Task description:
Which lines run from the line containing "Please mark the paprika" through the end of the records below? Reproduce them exactly, and nothing else.

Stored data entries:
※ ※ ※

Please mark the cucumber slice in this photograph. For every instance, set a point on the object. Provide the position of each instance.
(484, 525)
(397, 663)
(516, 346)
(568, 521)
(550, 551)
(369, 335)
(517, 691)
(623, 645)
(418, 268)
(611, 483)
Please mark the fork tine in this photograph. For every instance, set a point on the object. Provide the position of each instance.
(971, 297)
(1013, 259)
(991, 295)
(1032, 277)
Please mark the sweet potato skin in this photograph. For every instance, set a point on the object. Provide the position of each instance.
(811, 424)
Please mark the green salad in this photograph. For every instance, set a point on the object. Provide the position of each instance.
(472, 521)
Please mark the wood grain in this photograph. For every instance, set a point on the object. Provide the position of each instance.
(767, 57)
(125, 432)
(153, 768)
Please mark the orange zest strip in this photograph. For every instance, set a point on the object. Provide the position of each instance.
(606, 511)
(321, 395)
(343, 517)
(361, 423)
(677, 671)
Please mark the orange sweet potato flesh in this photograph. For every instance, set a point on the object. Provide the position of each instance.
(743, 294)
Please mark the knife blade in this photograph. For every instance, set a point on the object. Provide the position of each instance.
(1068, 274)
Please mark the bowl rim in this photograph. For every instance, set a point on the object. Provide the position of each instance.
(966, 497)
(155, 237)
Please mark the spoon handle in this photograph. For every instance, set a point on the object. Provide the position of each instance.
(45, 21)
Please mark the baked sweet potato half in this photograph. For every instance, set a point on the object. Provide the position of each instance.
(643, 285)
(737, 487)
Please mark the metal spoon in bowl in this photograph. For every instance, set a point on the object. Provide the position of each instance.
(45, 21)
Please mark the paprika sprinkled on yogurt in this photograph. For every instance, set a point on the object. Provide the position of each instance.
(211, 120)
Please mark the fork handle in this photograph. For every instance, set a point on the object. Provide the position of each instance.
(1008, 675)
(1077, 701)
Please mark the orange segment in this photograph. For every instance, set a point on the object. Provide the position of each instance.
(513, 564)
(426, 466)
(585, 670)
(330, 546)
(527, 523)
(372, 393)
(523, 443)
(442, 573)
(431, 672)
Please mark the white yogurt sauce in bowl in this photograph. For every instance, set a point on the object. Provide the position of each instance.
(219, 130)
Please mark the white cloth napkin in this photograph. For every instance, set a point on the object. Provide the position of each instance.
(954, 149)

※ ※ ※

Result:
Please mark the paprika sprinkled on yogurt in this photograph. For every instance, set a point on the object. Provide the position of each instance.
(211, 120)
Please mark the fork handle in this photograph. For every instance, set a point on the object. Provide the position of each instance.
(1008, 675)
(1077, 701)
Please mark the orange segment in this photograph. For every instance, set a point on the object. Provide the position of each instance.
(513, 564)
(426, 466)
(585, 670)
(330, 546)
(527, 523)
(372, 393)
(523, 443)
(442, 573)
(431, 672)
Please mark the white yogurt sauce in bowl in this photograph. For every instance, set a point on the object. Provide the position of each instance.
(219, 130)
Please mark the white cloth napkin in this photograph. For every instance, set a point on the object. Provide the position of each instance.
(954, 149)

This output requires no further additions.